**Tarea asignada A**
Extraiga de los registros cada línea que contenga la palabra "woman".

**Fragmento seleccionado**
+ + + + + + +

Refugiados junto a cerca en campo Abu Shouk, en Darfur. Foto: AFP Sudán, la nación más extensa de África, sigue pagando el costo del colonialismo. Sus fronteras, heredadas de un pasado vinculado primero a Egipto y después a Francia y al Reino Unido, continúan ignorando pueblos y costumbres para dividir al desierto y a su gente.
En este contexto ha surgido el nombre de Darfur (tierra del pueblo de los Fur, en idioma local), ignorado por muchos hasta 2003 cuando se transformó, de la noche a la mañana, en un símbolo del caos, la arbitrariedad y la lucha campal por los recursos energéticos en África.
El pasado 16 de mayo, Estados Unidos logró que el Consejo de Seguridad de las Naciones Unidas votara a favor de la sustitución de las tropas de la Unión Africana, desplegadas en Darfur desde 2004, por un contingente bajo el pabellón de la ONU.
Jartum, no obstante, se ha opuesto firmemente y en reiteradas ocasiones a la idea del despliegue de los cascos azules, lo cual supondría la entrada de las fuerzas norteamericanas en una región estratégica ubicada en el umbral de una de las zonas de mayores potencialidades petroleras del continente. De ahí la razón por la que
Washington quiere manipular los conflictos. Es preciso recordar que el 15 por ciento del petróleo que consume EE.UU. proviene de África y en diez años esta dependencia será del 25 por ciento.
Desde hace varias semanas, diferentes personalidades internacionales han visitado Jartum para tratar de convencer al presidente sudanés Omar Hassan Al-Bashir de aceptar el despliegue de una fuerza de paz en su territorio.
Todo parecía indicar que el pasado 5 de mayo se lograría un acuerdo final. Abuja, la capital nigeriana, fue escogida como la sede de las negociaciones de paz y hacia ella se dirigieron las cuatro partes que intervienen en el conflicto: el gobierno del presidente sudanés Omar Hassan Al-Bashir, las dos facciones que forman el Ejército de Liberación de Sudán (SLM, por sus siglas en Inglés) y el Movimiento para la Justicia y la Igualdad (JEM).
Por su parte, la «comunidad internacional» estuvo representada por el ex subsecretario de Estado norteamericano Robert Zoellick; el ministro británico de Desarrollo, Hillary Benn y otros líderes regionales.
La mesa, al parecer, estaba servida para la «paz». Estados Unidos y Europa esperaban terminar de una vez y por todas con la pesadilla de Darfur, que comenzaba a amenazar el frágil pacto alcanzado por el gobierno sudanés, finalmente, en enero de 2005 con el Movimiento Popular para la Liberación de Sudán (SPLM, por sus siglas en inglés), liderado por el desaparecido John Garang de Mabior, la organización más importante del Sudán Meridional y una de las partes beligerantes. Pero el resultado esta vez fue otro. Al finalizar las negociaciones de Abuja, se conoció que dos de las partes involucradas —la facción minoritaria del SLM y las fuerzas del JEM— no estuvieron conformes con los términos del pacto y que, además, lo calificaban de «traición».
A pesar de esto, las noticias de las transnacionales de la información celebraron un acuerdo de paz en Darfur y con ello la promesa segura de la normalización de la vida en la región. La realidad, sin embargo, ha sido otra.

+ + + + + + +

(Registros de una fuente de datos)
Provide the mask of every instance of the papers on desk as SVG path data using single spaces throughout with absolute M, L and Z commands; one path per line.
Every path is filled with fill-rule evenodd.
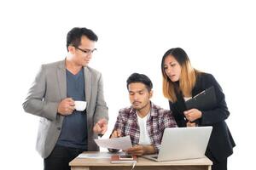
M 92 159 L 109 159 L 114 153 L 98 152 L 98 153 L 82 153 L 78 158 L 92 158 Z
M 132 147 L 130 136 L 107 139 L 95 139 L 95 142 L 100 147 L 114 150 L 127 150 L 128 148 Z

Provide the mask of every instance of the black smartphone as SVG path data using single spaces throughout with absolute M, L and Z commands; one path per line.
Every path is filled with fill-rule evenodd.
M 133 157 L 131 155 L 120 155 L 119 160 L 133 160 Z

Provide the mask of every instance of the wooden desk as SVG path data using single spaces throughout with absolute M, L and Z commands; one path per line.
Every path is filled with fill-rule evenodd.
M 84 152 L 84 153 L 98 153 L 98 152 Z M 110 159 L 94 159 L 94 158 L 75 158 L 69 162 L 72 170 L 115 170 L 115 169 L 131 169 L 132 163 L 110 163 Z M 211 170 L 212 162 L 208 158 L 181 160 L 157 162 L 143 157 L 138 157 L 136 163 L 135 170 L 148 169 L 148 170 Z

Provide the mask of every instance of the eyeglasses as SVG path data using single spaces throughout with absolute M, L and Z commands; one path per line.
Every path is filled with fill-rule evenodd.
M 84 54 L 86 54 L 87 55 L 93 54 L 93 52 L 95 52 L 96 50 L 97 50 L 96 48 L 94 49 L 81 49 L 80 48 L 75 47 L 73 46 L 75 48 L 79 49 L 80 51 L 84 52 Z

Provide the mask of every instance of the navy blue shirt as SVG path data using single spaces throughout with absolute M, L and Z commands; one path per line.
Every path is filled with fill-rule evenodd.
M 73 100 L 85 101 L 84 69 L 73 75 L 66 70 L 67 97 Z M 87 149 L 86 111 L 73 110 L 63 120 L 61 135 L 57 144 L 72 148 Z

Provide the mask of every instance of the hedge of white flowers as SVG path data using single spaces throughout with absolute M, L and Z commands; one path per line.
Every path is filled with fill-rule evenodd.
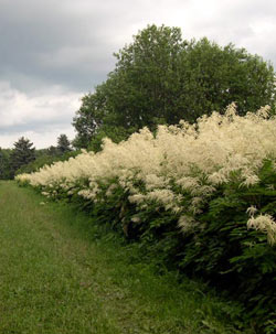
M 200 214 L 217 186 L 233 179 L 241 187 L 256 185 L 264 160 L 275 162 L 276 118 L 268 114 L 269 107 L 263 107 L 240 117 L 232 104 L 224 115 L 213 112 L 194 125 L 181 121 L 159 126 L 155 134 L 144 128 L 118 144 L 105 139 L 98 153 L 83 151 L 68 161 L 18 175 L 17 180 L 40 187 L 47 197 L 56 197 L 62 191 L 95 203 L 120 187 L 137 212 L 155 203 L 177 215 L 185 233 L 197 224 L 194 215 Z M 272 190 L 274 186 L 267 185 Z M 185 197 L 183 204 L 187 193 L 190 200 L 187 203 Z M 259 214 L 254 205 L 247 212 L 247 227 L 262 230 L 268 243 L 275 244 L 273 217 Z M 132 222 L 139 223 L 139 218 L 134 215 Z

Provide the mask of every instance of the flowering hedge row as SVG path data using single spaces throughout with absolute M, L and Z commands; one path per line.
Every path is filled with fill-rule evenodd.
M 17 180 L 46 197 L 82 203 L 187 272 L 234 280 L 269 333 L 276 327 L 276 118 L 268 109 L 240 117 L 232 104 L 194 125 L 144 128 L 119 144 L 105 139 L 99 153 L 83 151 Z

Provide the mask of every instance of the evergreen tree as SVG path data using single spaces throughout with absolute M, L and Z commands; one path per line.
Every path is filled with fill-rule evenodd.
M 22 165 L 35 160 L 35 148 L 32 147 L 33 143 L 29 139 L 21 137 L 13 146 L 14 149 L 10 157 L 12 176 Z

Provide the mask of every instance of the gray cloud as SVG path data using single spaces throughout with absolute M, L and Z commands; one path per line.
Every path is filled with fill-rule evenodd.
M 276 65 L 275 19 L 274 0 L 0 0 L 0 147 L 22 133 L 40 146 L 73 136 L 79 97 L 147 24 L 233 42 Z

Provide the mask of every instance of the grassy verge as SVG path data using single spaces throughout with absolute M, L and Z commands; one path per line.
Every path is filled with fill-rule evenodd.
M 240 333 L 238 308 L 158 276 L 139 251 L 67 205 L 0 182 L 0 333 Z M 252 333 L 242 330 L 242 333 Z

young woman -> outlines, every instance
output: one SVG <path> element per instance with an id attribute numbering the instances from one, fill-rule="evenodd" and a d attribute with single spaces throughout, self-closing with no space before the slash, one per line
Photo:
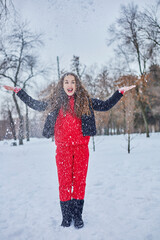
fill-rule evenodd
<path id="1" fill-rule="evenodd" d="M 120 88 L 106 101 L 91 98 L 74 73 L 64 74 L 45 101 L 32 99 L 23 89 L 4 87 L 16 92 L 29 107 L 47 111 L 43 136 L 55 136 L 61 226 L 69 227 L 73 219 L 76 228 L 83 227 L 88 143 L 90 136 L 96 134 L 94 110 L 108 111 L 135 85 Z"/>

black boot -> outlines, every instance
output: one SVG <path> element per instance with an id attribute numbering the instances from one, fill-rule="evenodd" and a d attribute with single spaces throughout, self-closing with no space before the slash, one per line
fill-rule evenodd
<path id="1" fill-rule="evenodd" d="M 63 217 L 61 226 L 69 227 L 72 222 L 72 201 L 60 201 L 60 206 Z"/>
<path id="2" fill-rule="evenodd" d="M 72 199 L 72 204 L 74 226 L 76 228 L 82 228 L 84 226 L 82 219 L 84 200 Z"/>

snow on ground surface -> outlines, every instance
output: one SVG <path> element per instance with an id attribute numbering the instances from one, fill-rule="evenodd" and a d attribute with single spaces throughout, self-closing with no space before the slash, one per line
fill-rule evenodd
<path id="1" fill-rule="evenodd" d="M 24 146 L 0 142 L 0 240 L 159 240 L 160 133 L 90 140 L 83 219 L 63 228 L 55 145 L 31 139 Z"/>

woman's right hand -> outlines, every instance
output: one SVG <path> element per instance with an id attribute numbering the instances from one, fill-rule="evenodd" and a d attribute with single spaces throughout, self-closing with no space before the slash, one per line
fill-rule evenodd
<path id="1" fill-rule="evenodd" d="M 14 87 L 6 86 L 6 85 L 4 85 L 3 87 L 4 87 L 6 90 L 14 91 Z"/>

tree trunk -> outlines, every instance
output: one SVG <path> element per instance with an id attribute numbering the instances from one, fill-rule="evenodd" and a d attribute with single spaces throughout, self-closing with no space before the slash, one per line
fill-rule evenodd
<path id="1" fill-rule="evenodd" d="M 28 106 L 26 105 L 26 138 L 29 141 L 29 117 L 28 117 Z"/>
<path id="2" fill-rule="evenodd" d="M 13 100 L 16 105 L 16 110 L 17 110 L 18 117 L 19 117 L 19 133 L 18 133 L 19 145 L 23 145 L 24 120 L 23 120 L 23 116 L 21 115 L 21 111 L 20 111 L 16 96 L 15 96 L 15 92 L 13 92 L 12 96 L 13 96 Z"/>
<path id="3" fill-rule="evenodd" d="M 140 104 L 140 108 L 142 111 L 142 116 L 143 116 L 143 120 L 144 120 L 144 124 L 145 124 L 145 129 L 146 129 L 146 137 L 149 137 L 149 127 L 148 127 L 148 122 L 147 122 L 147 117 L 146 117 L 146 113 L 144 110 L 144 106 L 143 103 L 139 100 L 139 104 Z"/>
<path id="4" fill-rule="evenodd" d="M 128 132 L 128 153 L 130 153 L 131 150 L 131 138 L 130 138 L 130 133 Z"/>
<path id="5" fill-rule="evenodd" d="M 9 116 L 9 122 L 10 122 L 10 127 L 11 127 L 11 131 L 12 131 L 12 135 L 13 135 L 13 139 L 16 141 L 17 137 L 16 137 L 16 129 L 15 129 L 15 124 L 14 124 L 14 120 L 12 117 L 12 113 L 10 110 L 8 110 L 8 116 Z"/>

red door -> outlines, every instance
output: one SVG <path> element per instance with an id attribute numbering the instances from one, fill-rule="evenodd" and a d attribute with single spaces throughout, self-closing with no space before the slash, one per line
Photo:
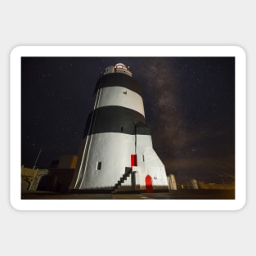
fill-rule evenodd
<path id="1" fill-rule="evenodd" d="M 146 192 L 152 193 L 153 192 L 153 184 L 152 184 L 152 177 L 150 175 L 146 175 L 145 177 L 146 182 Z"/>

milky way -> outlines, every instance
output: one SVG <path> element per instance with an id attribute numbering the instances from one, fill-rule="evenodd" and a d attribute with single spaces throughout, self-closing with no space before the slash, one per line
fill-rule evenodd
<path id="1" fill-rule="evenodd" d="M 233 182 L 235 59 L 23 58 L 21 164 L 76 155 L 101 72 L 123 62 L 140 82 L 153 146 L 181 181 Z"/>

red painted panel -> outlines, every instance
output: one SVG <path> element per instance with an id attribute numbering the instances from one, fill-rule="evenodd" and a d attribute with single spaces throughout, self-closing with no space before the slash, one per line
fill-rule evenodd
<path id="1" fill-rule="evenodd" d="M 150 175 L 146 176 L 145 182 L 146 182 L 146 192 L 152 193 L 153 192 L 153 182 L 152 182 L 152 177 Z"/>
<path id="2" fill-rule="evenodd" d="M 131 155 L 131 167 L 137 166 L 137 155 Z"/>

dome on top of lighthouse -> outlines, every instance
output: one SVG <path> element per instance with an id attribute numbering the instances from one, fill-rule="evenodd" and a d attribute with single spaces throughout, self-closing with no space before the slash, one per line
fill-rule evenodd
<path id="1" fill-rule="evenodd" d="M 110 73 L 123 73 L 127 75 L 132 76 L 132 72 L 129 70 L 129 66 L 126 66 L 123 63 L 117 63 L 115 66 L 110 65 L 106 68 L 104 75 Z"/>
<path id="2" fill-rule="evenodd" d="M 115 73 L 123 73 L 132 76 L 132 72 L 129 70 L 129 66 L 127 67 L 124 63 L 120 62 L 115 65 L 114 70 Z"/>

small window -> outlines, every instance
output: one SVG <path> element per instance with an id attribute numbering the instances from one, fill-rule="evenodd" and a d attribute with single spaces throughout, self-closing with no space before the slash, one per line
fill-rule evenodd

+ + + + + + +

**Tarea asignada B**
Responda, basándose en el fragmento sobre Darfur:
(i) ¿Qué porcentaje del petróleo que consume EE.UU. proviene de África?
(ii) ¿Qué ciudad fue escogida como sede de las negociaciones de paz?
(iii) ¿Desde qué año estaban desplegadas en Darfur las tropas de la Unión Africana?

**Resultado obtenido A**
young woman -> outlines, every instance
woman's right hand -> outlines, every instance

**Resultado obtenido B**
(i) El 15 por ciento.
(ii) Abuja, la capital nigeriana.
(iii) Desde 2004.